▶ [Material for the task]:
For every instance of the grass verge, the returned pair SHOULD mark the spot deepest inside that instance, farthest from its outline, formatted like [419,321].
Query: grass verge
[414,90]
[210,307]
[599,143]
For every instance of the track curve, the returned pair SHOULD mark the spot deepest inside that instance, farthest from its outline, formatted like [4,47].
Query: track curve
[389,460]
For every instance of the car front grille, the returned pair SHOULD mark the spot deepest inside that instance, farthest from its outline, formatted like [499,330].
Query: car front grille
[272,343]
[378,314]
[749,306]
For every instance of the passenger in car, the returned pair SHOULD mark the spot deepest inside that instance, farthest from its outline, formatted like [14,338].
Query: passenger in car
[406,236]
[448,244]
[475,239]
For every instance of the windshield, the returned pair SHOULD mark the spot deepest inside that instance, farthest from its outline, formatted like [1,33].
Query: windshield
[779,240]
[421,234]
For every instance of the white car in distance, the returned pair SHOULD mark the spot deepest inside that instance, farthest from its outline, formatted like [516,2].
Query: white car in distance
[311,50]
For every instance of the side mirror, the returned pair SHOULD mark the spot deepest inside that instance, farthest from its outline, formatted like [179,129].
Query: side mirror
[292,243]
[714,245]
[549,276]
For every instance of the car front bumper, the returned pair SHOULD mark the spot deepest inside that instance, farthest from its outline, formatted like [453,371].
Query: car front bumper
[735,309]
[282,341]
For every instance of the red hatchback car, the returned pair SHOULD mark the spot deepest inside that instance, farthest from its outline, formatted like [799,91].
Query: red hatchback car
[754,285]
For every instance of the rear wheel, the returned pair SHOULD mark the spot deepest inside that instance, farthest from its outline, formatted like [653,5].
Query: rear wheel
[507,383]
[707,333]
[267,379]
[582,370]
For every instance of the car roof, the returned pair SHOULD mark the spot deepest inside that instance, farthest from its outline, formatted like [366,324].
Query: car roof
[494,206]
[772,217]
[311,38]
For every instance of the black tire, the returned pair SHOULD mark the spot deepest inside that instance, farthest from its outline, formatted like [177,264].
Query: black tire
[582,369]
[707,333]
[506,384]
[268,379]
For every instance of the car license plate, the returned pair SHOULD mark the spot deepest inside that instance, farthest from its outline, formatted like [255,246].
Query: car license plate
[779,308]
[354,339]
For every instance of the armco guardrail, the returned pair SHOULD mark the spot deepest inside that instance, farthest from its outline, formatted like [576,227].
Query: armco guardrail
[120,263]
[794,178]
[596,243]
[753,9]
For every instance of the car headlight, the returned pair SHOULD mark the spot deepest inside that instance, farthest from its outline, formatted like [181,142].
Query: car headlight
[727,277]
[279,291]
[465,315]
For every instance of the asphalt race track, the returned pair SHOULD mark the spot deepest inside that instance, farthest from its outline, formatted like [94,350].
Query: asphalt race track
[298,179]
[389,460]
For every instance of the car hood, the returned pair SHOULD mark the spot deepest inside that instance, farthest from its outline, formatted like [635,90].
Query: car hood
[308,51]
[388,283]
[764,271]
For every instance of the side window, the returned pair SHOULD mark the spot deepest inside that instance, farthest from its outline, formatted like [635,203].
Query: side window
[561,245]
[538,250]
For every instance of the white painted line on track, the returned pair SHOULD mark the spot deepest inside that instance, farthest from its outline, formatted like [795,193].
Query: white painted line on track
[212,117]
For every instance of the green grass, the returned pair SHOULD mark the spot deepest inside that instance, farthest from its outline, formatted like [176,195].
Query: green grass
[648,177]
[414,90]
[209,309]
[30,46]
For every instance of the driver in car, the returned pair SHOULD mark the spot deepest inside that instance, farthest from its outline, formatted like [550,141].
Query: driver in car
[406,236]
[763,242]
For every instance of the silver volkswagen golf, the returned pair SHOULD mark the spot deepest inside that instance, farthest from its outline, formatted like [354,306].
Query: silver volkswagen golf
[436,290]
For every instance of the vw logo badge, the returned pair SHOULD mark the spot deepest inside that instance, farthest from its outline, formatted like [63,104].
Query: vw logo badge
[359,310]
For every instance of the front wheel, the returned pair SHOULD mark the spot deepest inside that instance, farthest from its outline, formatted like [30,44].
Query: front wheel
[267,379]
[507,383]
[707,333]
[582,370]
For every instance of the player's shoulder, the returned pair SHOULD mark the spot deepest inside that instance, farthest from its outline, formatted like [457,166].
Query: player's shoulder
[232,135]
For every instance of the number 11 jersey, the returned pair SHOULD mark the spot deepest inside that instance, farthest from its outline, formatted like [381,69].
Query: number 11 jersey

▶ [Exercise directions]: Give a word-for-word copy of the records.

▶ [Reply to the exercise]:
For every instance of the grass verge, the returned pair SHOULD mark the spot deepest inside that instance, farthest from its outline, formatted like [419,321].
Query: grass verge
[414,90]
[210,307]
[599,143]
For every instance of the track curve, the returned pair SHOULD mark the spot deepest inside that instance, farthest from its outline, formatted like [4,47].
Query: track curve
[389,460]
For every instance of the car front grille, the returned pair SHOULD mark the spot deepest inside that instance, farthest from its outline, formatted like [499,330].
Query: car front grille
[272,343]
[378,314]
[749,306]
For every instance of the passenger in car, the returned pair SHOULD mark the spot deepest inside that instance, farthest from its outline, formatted like [14,338].
Query: passenger in car
[406,236]
[448,244]
[475,239]
For every instance of the windshield, the returned pair SHOULD mark the spot deepest inside that instance, farthest from its outline, formatted like [1,33].
Query: windshield
[779,240]
[421,234]
For every instance of the white car in distance, the returned pair SHOULD mark the spot deepest inside that instance, farthest from its outline, formatted like [516,2].
Query: white car in distance
[311,50]
For every instance of the side mirror, the returned pair SHOULD mark the spot deepest inside that instance, farthest from its outline, formatted like [179,129].
Query: side mirror
[292,243]
[714,245]
[549,276]
For every instance of the car front bumper, the returned pair SHOULD mark the spot deepest inside that instance, farthest from its outline, formatted like [453,371].
Query: car front bumper
[735,309]
[282,341]
For every instance of the red hatchback car, the returned pair SHOULD mark the spot deepest inside that instance, farthest from its outline, formatted like [799,91].
Query: red hatchback car
[754,285]
For every instance of the rear wheel, the returned pair SHOULD mark the spot deepest inside that instance, farthest from its outline, formatted like [653,5].
Query: rear wheel
[507,383]
[707,333]
[267,379]
[582,370]
For every instance of the car roof, the returned pair SHOULD mark the spot deepest inside that instance, farthest from its outline, formatted like [366,324].
Query: car roof
[494,206]
[772,217]
[311,38]
For every instance of the black tire, the returned pair SHOULD mark the spot deepest inside that instance, farthest from its outline, formatted like [177,264].
Query: black tire
[582,369]
[707,333]
[506,384]
[268,379]
For every instance of the car license plate, the returned pair SHOULD mark the spot deepest inside that instance, farthest from its outline, formatted like [255,246].
Query: car license plate
[779,308]
[354,339]
For every instance of the armco guardrail, the returned pair SHOULD mark the spot deepest inside that instance, farthest from its outline, formatted like [576,227].
Query: armco guardrail
[120,263]
[794,178]
[596,243]
[753,9]
For every instance of the car headlight, the returned pair SHOULD mark the spot deepest inside that instance, farthest from its outline, formatted like [181,142].
Query: car headlight
[727,277]
[279,291]
[465,315]
For every instance of the asphalt race track, the returned pair SHOULD mark the spot deepest inside that instance, farthest from its outline, formatted like [94,350].
Query: asphalt race track
[298,179]
[389,460]
For every instance of the car hood, the returned pair SHOULD mark the spot deepest inside that instance, farthest from its outline, formatted like [635,90].
Query: car hood
[308,51]
[388,283]
[764,271]
For every instance of the side window, the returned pair SHOULD mark the spot deepest inside that instance, farthest from its outline, formatted like [635,203].
Query: side window
[561,245]
[538,250]
For every instance of the white painted line on track, the returned pair SHOULD mark the spot deepest inside that instance, farthest from its outline, formatted like [795,193].
Query: white painted line on track
[212,117]
For every instance of the green grass, the returned pair SHOULD mark the spot deepest inside that instance, farthest from its outline, formatted like [176,195].
Query: green grass
[648,177]
[414,90]
[209,309]
[30,46]
For every instance of the driver in car, the returned pair SHOULD mark the spot deepest inside that instance, farthest from its outline, formatted like [550,141].
Query: driver in car
[406,236]
[763,242]
For every instance of the silver volkswagen golf, the returned pair SHOULD mark the spot deepest inside that instance, farthest from its outline, formatted like [354,306].
Query: silver volkswagen golf
[436,290]
For every instance of the vw logo badge, the returned pair SHOULD mark the spot deepest inside that instance, farthest from its outline, formatted like [63,104].
Query: vw logo badge
[359,310]
For every instance of the front wheel, the returned pair SHOULD mark the spot deepest inside that instance, farthest from its outline, formatted like [30,44].
Query: front wheel
[267,379]
[507,383]
[707,333]
[582,370]
For every instance of the player's shoulder, the returned pair SHOULD mark the spot deepest inside that instance, farthest from its outline, formatted like [457,166].
Query: player's shoulder
[232,135]
For every instance of the number 11 jersey, the returned pair SHOULD mark the spot deepest inside that instance, farthest from its outline, formatted like [381,69].
Query: number 11 jersey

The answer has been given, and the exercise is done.